**TASK DIRECTIONS**
Any image in the records is to be skipped; everything else should be reproduced exactly.

#### RECORDS TO PROCESS ####

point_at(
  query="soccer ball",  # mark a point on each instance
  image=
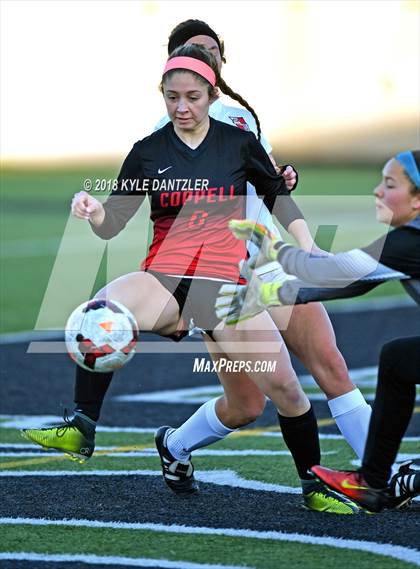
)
(101, 335)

####

**SOLUTION**
point_at(
  query="soccer ball",  # mark a point on each instance
  image=
)
(101, 335)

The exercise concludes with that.